PAGE EXTRACT =>
If there is no obvious cause, then look at the scope of the problem area.
Is there just one dead spot, or are there many dead spots? Do they seem to be where your new puppy frequents? Are the spots just in the backyard, or are they in front and back equally?
These are likely signs of insect damage. Do some excavating to see if you can find any grubs. As grubs begin to mature their appetite grows and they chew at the roots, so do sod webworms. If you find these insects, then treat accordingly. In this instance, when grub damage is apparent, it's too late to treat for them at this time. But it's not too late to prevent the same thing happening next year. Read more about grub control to determine when is the best time to treat for them.
If the lawn isn’t obviously dead brown, are there other visible changes: yellowing, orangish-red tinge, spots on the leaf blades? These are all signs of a fungal attack.
If weeds are taking over, this is a sign there's a soil problem. Have nutrients been applied to the lawn on a regular basis? Is the soil compacted? Is there a too thick layer of thatch? Is the soil dried out from lack of water?
Mistreating a problem can cause more serious problems. For example, your lawn suddenly has a large dead spot and you immediately think insect damage. A quick trip the local big box home and garden store and you're back with a powerful insecticide to get rid of the little buggers before they kill off your entire lawn.
As you're spraying this stuff all over the entire lawn, killing every living thing in
the topsoil, your wife comes home and says:
"I was going to tell you that I had that plastic table cloth spread out in the yard last Thursday to wash it off and I left it there to dry. I think the sun may have gotten it too hot! What do you think?"
We actually encountered this very same situation a few years ago.
The homeowner thinks, ok, so I made a mistake and I killed a few bugs in the grass. Well, the problem is that the soil is really a living thing made up of bugs, microbes, and other bacteria. It is precisely these critters that converts the natural nutrients in the soil, into a solution that can be used by plants. Without the microbes, the entire life cycle has a break in the chain. And without supplemental water-soluble fertilizers being regularly applied, the plants in this lawn will begin a slow decline.
Many problems can be traced back to poor soil conditions. These conditions could be caused by a number of things such as too much traffic, not enough organic matter in the soil to support the microbes, or maybe too much standing water because of poor drainage.
Soil compaction often results from any of the above conditions.

TRY IT =>
Answer these questions from the lawn-care text:
1. What visible changes does it give as signs of a fungal attack?
2. What does it say the microbes in the soil do?
3. What three possible causes of poor soil conditions does it name?

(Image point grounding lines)
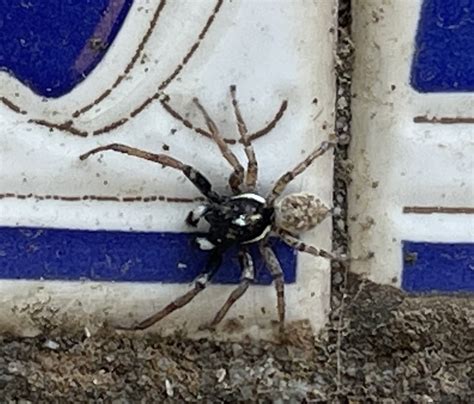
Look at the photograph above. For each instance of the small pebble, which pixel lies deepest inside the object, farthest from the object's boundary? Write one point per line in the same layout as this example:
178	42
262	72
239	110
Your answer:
51	345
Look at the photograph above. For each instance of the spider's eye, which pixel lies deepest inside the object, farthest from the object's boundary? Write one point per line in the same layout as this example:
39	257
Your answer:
300	212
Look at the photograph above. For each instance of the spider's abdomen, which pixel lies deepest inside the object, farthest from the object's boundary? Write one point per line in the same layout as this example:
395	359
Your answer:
241	219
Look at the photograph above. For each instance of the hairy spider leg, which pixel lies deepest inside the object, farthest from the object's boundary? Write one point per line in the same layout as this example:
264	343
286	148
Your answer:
289	176
248	276
201	182
261	132
274	266
237	176
213	264
252	166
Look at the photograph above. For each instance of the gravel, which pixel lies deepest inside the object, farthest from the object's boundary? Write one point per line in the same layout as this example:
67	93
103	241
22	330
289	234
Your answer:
383	347
380	346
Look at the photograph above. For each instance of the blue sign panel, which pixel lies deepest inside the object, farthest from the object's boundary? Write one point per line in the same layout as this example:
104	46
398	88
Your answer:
438	267
444	49
52	45
55	254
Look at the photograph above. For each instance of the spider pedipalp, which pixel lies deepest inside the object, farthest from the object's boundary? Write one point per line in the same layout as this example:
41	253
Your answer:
242	218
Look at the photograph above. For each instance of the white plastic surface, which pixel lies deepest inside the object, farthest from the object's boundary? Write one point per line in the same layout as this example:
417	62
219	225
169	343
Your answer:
400	163
272	50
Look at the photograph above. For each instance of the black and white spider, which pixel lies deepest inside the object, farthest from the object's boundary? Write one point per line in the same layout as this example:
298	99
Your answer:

RESULT OF THE EXERCISE =>
1. Yellowing, an orangish-red tinge, and spots on the leaf blades.
2. They convert the natural nutrients in the soil into a solution that plants can use.
3. Too much traffic, not enough organic matter in the soil to support the microbes, and too much standing water because of poor drainage.